Dans "Gran Torino", Bee Vang interprète un adolescent qui se lie d'amitié avec son voisin incarné par Clint Eastwood. L'interprète de Thao regrette d'avoir participé au film, qui "a popularisé le racisme anti-asiatique" selon lui.
Gran Torino : Clint Eastwood reprend les armes
Après le polar Mystic River, les drames Million Dollar Baby et L'Échange ainsi que le diptyque Mémoires de nos pères/Lettres d'Iwo Jima, Clint Eastwood poursuit une décennie presque parfaite avec Gran Torino. Dans ce long-métrage sorti en 2009, l'acteur et réalisateur retrouve l'un des archétypes de sa filmographie : le réactionnaire teigneux aux sourcils froncés et toujours partant pour dégainer. Un personnage qu'il a interprété avec plus ou moins d'ironie dans L'Inspecteur Harry, L'Épreuve de force, Le Maître de guerre ou encore La Relève.
Clint Eastwood incarne ici Walt Kowalski, un vétéran de la guerre de Corée à la retraite, veuf, solitaire, raciste et uniquement attaché à sa chienne Daisy. Sous la pression de son cousin affilié à un gang, son jeune voisin Thao (Bee Vang) essaie de lui voler sa Gran Torino, auquel il tient comme à la prunelle de ses yeux. Après avoir été pris en flagrant délit, l'adolescent Hmong propose ses services à Walt.
Réticent, ce dernier accepte malgré tout et lui confie des "travaux d'intérêt général" dans leur quartier. Une amitié voit progressivement le jour entre eux et Walt se rapproche même de la famille de Thao. Mais lorsque le cousin du garçon le menace et s'en prend violemment à lui, l'ancien soldat le repousse à l'aide de son fusil M1 Garand. Les membres du gang promettent qu'ils n'en resteront pas là...
Ahney Her, Christopher Carley, John Carroll Lynch et Scott Eastwood complètent la distribution de Gran Torino. Un long-métrage auquel Bee Vang regrette d'avoir participé, persuadé qu'il a joué un rôle dans la banalisation des violences physiques et verbales anti-asiatiques.
Un film qui aurait "popularisé le racisme anti-asiatique"

===

## [TRAVAUX À RÉALISER]
• a. Résumez l'article sur Gran Torino en deux phrases.
• b. Reprenez l'article sur Gran Torino à l'endroit où il s'interrompt et rédigez-en la suite.
Les enregistrements n'ont aucun lien avec l'article sur Gran Torino.

===

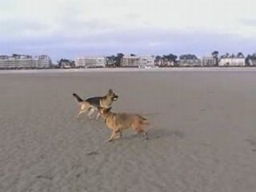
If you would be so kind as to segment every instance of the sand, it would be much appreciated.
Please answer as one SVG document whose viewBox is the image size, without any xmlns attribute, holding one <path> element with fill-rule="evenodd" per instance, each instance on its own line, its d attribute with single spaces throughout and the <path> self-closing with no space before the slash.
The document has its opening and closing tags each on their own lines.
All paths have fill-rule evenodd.
<svg viewBox="0 0 256 192">
<path fill-rule="evenodd" d="M 0 74 L 0 191 L 256 191 L 256 71 Z M 106 142 L 74 119 L 112 88 L 113 110 L 148 118 Z"/>
</svg>

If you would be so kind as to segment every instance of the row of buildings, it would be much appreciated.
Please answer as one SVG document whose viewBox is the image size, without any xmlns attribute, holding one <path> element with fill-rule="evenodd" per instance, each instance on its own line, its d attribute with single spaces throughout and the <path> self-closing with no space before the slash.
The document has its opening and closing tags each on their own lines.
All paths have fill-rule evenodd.
<svg viewBox="0 0 256 192">
<path fill-rule="evenodd" d="M 124 55 L 121 58 L 121 66 L 123 67 L 146 67 L 154 66 L 155 58 L 154 56 Z M 105 67 L 114 63 L 113 60 L 106 57 L 82 57 L 74 60 L 75 67 L 90 68 Z"/>
<path fill-rule="evenodd" d="M 75 67 L 104 67 L 111 62 L 105 57 L 83 57 L 75 59 Z M 122 67 L 154 67 L 154 66 L 256 66 L 256 59 L 249 59 L 246 62 L 243 56 L 222 57 L 220 59 L 212 56 L 186 58 L 175 61 L 161 58 L 156 59 L 154 56 L 124 55 L 121 58 L 120 66 Z"/>
<path fill-rule="evenodd" d="M 0 69 L 46 69 L 51 66 L 48 55 L 33 58 L 26 54 L 0 55 Z"/>
<path fill-rule="evenodd" d="M 137 56 L 134 54 L 123 55 L 120 58 L 122 67 L 150 68 L 155 66 L 256 66 L 255 57 L 250 57 L 247 61 L 242 54 L 222 56 L 219 59 L 212 56 L 202 57 L 200 59 L 195 56 L 185 55 L 178 60 L 154 56 Z M 74 61 L 61 59 L 60 68 L 95 68 L 111 66 L 113 59 L 104 56 L 86 56 L 75 58 Z M 0 55 L 0 69 L 44 69 L 50 68 L 51 59 L 48 55 L 39 55 L 33 58 L 30 55 L 13 54 L 12 56 Z"/>
</svg>

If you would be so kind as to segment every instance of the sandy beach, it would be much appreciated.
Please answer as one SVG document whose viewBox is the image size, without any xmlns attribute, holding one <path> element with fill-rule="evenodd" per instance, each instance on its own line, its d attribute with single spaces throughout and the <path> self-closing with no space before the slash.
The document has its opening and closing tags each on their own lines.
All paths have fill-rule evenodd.
<svg viewBox="0 0 256 192">
<path fill-rule="evenodd" d="M 2 192 L 254 192 L 256 70 L 0 73 Z M 149 140 L 74 118 L 110 89 Z"/>
</svg>

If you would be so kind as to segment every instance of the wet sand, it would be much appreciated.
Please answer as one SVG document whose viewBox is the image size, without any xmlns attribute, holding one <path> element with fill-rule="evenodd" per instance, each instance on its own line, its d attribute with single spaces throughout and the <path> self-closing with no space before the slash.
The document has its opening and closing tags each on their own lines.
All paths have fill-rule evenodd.
<svg viewBox="0 0 256 192">
<path fill-rule="evenodd" d="M 256 71 L 0 74 L 0 191 L 256 191 Z M 148 118 L 106 142 L 72 97 Z"/>
</svg>

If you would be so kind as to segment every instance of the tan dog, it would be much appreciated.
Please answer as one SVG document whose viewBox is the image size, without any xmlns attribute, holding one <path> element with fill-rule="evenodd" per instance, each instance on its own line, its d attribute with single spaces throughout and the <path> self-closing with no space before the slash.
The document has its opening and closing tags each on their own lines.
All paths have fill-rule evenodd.
<svg viewBox="0 0 256 192">
<path fill-rule="evenodd" d="M 129 128 L 134 128 L 138 134 L 143 134 L 144 138 L 147 139 L 147 131 L 142 126 L 149 125 L 146 118 L 139 114 L 127 113 L 113 113 L 111 107 L 106 109 L 98 107 L 99 113 L 105 119 L 106 126 L 113 130 L 110 138 L 111 142 L 122 137 L 122 131 Z"/>
<path fill-rule="evenodd" d="M 109 92 L 106 94 L 106 95 L 103 97 L 90 98 L 86 100 L 82 99 L 74 93 L 73 94 L 73 96 L 76 98 L 76 101 L 80 105 L 80 111 L 76 117 L 77 118 L 78 118 L 82 114 L 86 112 L 87 110 L 89 111 L 88 117 L 92 118 L 91 114 L 95 110 L 98 110 L 98 107 L 109 108 L 111 106 L 113 102 L 118 100 L 118 96 L 116 95 L 112 90 L 109 90 Z M 99 115 L 100 114 L 98 113 L 96 119 L 98 118 Z"/>
</svg>

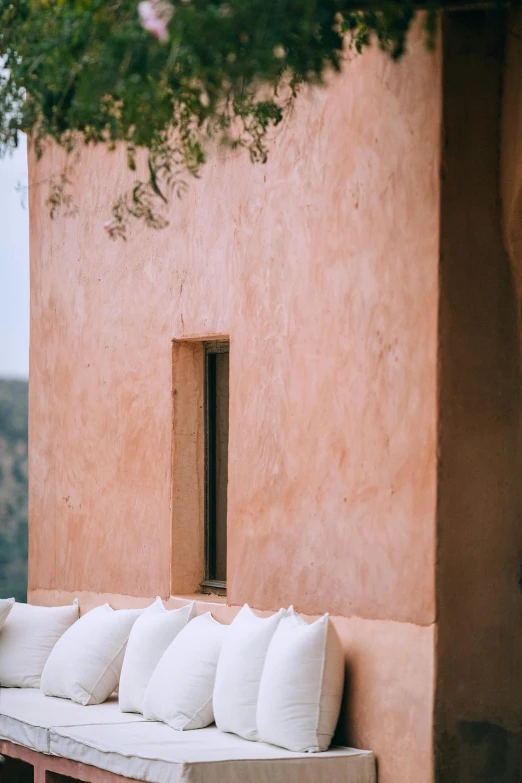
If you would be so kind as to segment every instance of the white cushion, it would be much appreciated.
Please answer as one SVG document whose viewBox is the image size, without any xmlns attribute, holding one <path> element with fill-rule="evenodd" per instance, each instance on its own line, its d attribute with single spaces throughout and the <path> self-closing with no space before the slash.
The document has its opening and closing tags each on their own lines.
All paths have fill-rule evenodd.
<svg viewBox="0 0 522 783">
<path fill-rule="evenodd" d="M 49 753 L 51 726 L 131 723 L 143 715 L 123 714 L 118 699 L 82 707 L 69 699 L 44 696 L 39 688 L 0 688 L 0 739 Z M 1 775 L 0 775 L 1 778 Z"/>
<path fill-rule="evenodd" d="M 375 783 L 375 760 L 368 751 L 290 753 L 223 734 L 215 726 L 199 731 L 174 731 L 164 723 L 130 723 L 109 730 L 56 727 L 51 729 L 50 750 L 146 783 Z"/>
<path fill-rule="evenodd" d="M 149 682 L 143 709 L 146 718 L 179 731 L 213 723 L 216 667 L 229 629 L 207 612 L 176 636 Z"/>
<path fill-rule="evenodd" d="M 47 696 L 101 704 L 118 685 L 125 646 L 140 609 L 98 606 L 81 617 L 49 656 L 40 687 Z"/>
<path fill-rule="evenodd" d="M 143 697 L 161 656 L 194 613 L 194 601 L 167 611 L 161 598 L 138 617 L 127 643 L 118 688 L 122 712 L 143 712 Z"/>
<path fill-rule="evenodd" d="M 339 718 L 343 684 L 343 648 L 328 615 L 309 625 L 288 613 L 270 642 L 261 677 L 259 736 L 301 753 L 326 750 Z"/>
<path fill-rule="evenodd" d="M 0 631 L 0 683 L 9 688 L 38 688 L 51 650 L 77 619 L 77 604 L 15 603 Z"/>
<path fill-rule="evenodd" d="M 214 687 L 214 716 L 221 731 L 259 739 L 257 697 L 268 645 L 284 614 L 261 619 L 245 604 L 221 649 Z"/>
<path fill-rule="evenodd" d="M 0 628 L 7 620 L 7 615 L 14 606 L 14 598 L 0 598 Z"/>
</svg>

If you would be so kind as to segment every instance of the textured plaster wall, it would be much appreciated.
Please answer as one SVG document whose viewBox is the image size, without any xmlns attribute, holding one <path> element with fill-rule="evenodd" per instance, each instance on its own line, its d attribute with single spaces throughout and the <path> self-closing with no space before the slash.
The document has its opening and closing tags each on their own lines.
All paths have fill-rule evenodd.
<svg viewBox="0 0 522 783">
<path fill-rule="evenodd" d="M 266 166 L 214 156 L 164 232 L 104 235 L 118 154 L 84 154 L 78 217 L 30 204 L 31 600 L 194 581 L 172 340 L 229 336 L 228 601 L 336 616 L 380 783 L 432 780 L 441 79 L 411 49 L 303 96 Z"/>
<path fill-rule="evenodd" d="M 444 41 L 437 781 L 519 783 L 522 379 L 500 201 L 503 20 L 450 15 Z"/>
</svg>

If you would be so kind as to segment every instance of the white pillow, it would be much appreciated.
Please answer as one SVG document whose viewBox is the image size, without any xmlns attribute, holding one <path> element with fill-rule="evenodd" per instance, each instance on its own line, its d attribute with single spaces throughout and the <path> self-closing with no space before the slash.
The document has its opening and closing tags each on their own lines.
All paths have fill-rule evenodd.
<svg viewBox="0 0 522 783">
<path fill-rule="evenodd" d="M 287 614 L 270 642 L 261 677 L 260 738 L 299 753 L 328 750 L 343 684 L 343 648 L 328 615 L 309 625 Z"/>
<path fill-rule="evenodd" d="M 268 645 L 284 609 L 261 619 L 245 604 L 234 618 L 219 657 L 214 687 L 214 716 L 221 731 L 259 739 L 257 697 Z"/>
<path fill-rule="evenodd" d="M 98 606 L 64 633 L 42 672 L 41 690 L 78 704 L 101 704 L 118 685 L 125 646 L 140 609 Z"/>
<path fill-rule="evenodd" d="M 202 729 L 214 721 L 212 693 L 221 646 L 230 626 L 210 612 L 192 620 L 163 654 L 145 693 L 143 714 L 173 729 Z"/>
<path fill-rule="evenodd" d="M 12 605 L 0 632 L 0 683 L 6 688 L 38 688 L 51 650 L 78 619 L 78 605 Z"/>
<path fill-rule="evenodd" d="M 14 598 L 0 598 L 0 628 L 7 620 L 7 615 L 14 606 Z"/>
<path fill-rule="evenodd" d="M 122 712 L 143 712 L 143 697 L 158 661 L 194 614 L 194 601 L 167 611 L 156 598 L 132 626 L 118 688 Z"/>
</svg>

===

## [RÉSULTATS DES TÂCHES]
• a. Dans Gran Torino, sorti en 2009, Clint Eastwood incarne Walt Kowalski, un vétéran de la guerre de Corée raciste et solitaire qui se lie d'amitié avec son jeune voisin hmong Thao après que celui-ci a tenté de lui voler sa voiture. Bee Vang, l'interprète de Thao, regrette d'avoir participé à ce film qui, selon lui, a popularisé le racisme anti-asiatique.

• b.
En février 2021, un an après le début de la crise mondiale liée à la pandémie de Covid-19, l'acteur publie un billet sur le site NBC News. Face à l'augmentation du racisme anti-asiatique, l'interprète de Thao revient sur les blagues faites par le personnage de Walt Kowalski dans Gran Torino :
A l’époque, il y avait beaucoup de discussions sur les injures du film : est-ce qu’elles étaient de mauvais goût et gratuites ou simplement des 'blagues inoffensives' ? Je trouvais ça énervant, les rires que provoquaient ces blagues dans des salles de cinémas au public majoritairement blanc. Et c’était toujours des personnes blanches qui venaient vous dire : 'Tu n’as pas d’humour ?'
Plus de dix ans après la sortie du film, à une époque où Donald Trump fait référence à la Covid-19 en utilisant les termes "virus chinois", les violences s'accentuent. Ce qui n'étonne absolument pas Bee Vang :
Avec ce que j'ai vécu, je n'ai pas été surpris par le racisme anti-asiatique qui est arrivé au début de la pandémie. Un virus microscopique a été remplacé par une cible reconnaissable. Encore une fois, avec cette pandémie, le sentiment anti-asiatique nous a transformé en un péril invasif et sans visage qui doit être éjecté de ce pays.
Selon le comédien, Gran Torino n'est pas étranger à ce phénomène. Il y est même étroitement lié :
Gran Torino a popularisé le racisme anti-asiatique, même s'il a augmenté la représentation des américains d'origine asiatique au cinéma. Les blagues du film sur les Asiatiques ont été utilisées contre nous et nous ont poussés à la soumission silencieuse. Je ne me demande plus ce que les gens veulent dire quand ils me demandent si j'ai de l'humour. Le Covid-19 a effacé tous mes doutes.